### [Exercise material]
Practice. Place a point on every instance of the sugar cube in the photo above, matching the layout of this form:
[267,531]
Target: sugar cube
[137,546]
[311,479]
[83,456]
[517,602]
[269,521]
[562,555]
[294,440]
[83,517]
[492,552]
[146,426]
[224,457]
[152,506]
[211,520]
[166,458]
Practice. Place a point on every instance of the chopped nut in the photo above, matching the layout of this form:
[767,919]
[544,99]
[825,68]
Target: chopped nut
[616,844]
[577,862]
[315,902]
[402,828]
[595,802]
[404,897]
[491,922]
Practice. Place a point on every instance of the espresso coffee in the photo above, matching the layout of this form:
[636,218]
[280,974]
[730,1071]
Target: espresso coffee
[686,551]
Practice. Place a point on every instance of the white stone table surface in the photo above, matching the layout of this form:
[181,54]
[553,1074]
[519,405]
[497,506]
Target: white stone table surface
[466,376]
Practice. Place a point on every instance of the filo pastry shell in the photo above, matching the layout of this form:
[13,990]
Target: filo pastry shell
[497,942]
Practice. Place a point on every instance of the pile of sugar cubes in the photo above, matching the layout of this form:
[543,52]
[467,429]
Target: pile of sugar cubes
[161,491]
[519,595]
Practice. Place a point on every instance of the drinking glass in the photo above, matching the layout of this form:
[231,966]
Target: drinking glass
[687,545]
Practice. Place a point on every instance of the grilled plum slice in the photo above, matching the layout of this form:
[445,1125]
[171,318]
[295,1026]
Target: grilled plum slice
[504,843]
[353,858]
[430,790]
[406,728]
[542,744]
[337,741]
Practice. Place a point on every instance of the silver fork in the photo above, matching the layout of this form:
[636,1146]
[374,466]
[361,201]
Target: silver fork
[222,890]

### [Your instructions]
Quote each line above in full, word for word.

### [Result for this task]
Practice. Place a point on every instance of the sugar cube in the photo above, matching the layout of this form:
[267,531]
Target: sugar cube
[137,546]
[311,479]
[83,456]
[517,602]
[269,521]
[562,555]
[294,440]
[83,517]
[492,552]
[146,426]
[224,457]
[152,506]
[211,520]
[166,458]
Practice. Place a point on every instance of the chopped nut in the photo above, matching the layout of this form:
[767,919]
[544,99]
[825,68]
Target: chopped nut
[616,844]
[577,862]
[315,902]
[402,828]
[595,802]
[404,897]
[491,922]
Practice. Place a point on every instance of the espresso coffee in the photo above, matching the layout of this form:
[636,218]
[280,974]
[730,1071]
Target: espresso coffee
[686,551]
Practice. Place a point on every instance of the white stone table surface in the photo above, matching the layout of this form:
[181,54]
[553,1074]
[519,405]
[497,506]
Target: white stone table surface
[466,376]
Practice. Place a point on every instance of the filo pastry shell in the photo above, matching the layout of this form:
[13,990]
Target: filo pastry shell
[497,942]
Practice. Place a point on every instance of the pile of sugar cubes in the photo above, matching the layout of this form:
[543,52]
[467,429]
Target: pile of sugar cubes
[161,491]
[519,595]
Practice. Place a point on every instance of the drinking glass in the photo above, matching the layout of this form:
[231,966]
Target: drinking glass
[687,545]
Practice. Place a point on every instance of the grilled plum slice in the photo above, matching the layout of this form:
[445,1125]
[171,318]
[295,1026]
Target: grilled plum slice
[504,843]
[353,858]
[430,790]
[406,728]
[542,744]
[337,741]
Practice. Place a point on every instance of the silver fork in the photo above, matching the layout of this form:
[636,1146]
[374,466]
[361,201]
Target: silver fork
[222,890]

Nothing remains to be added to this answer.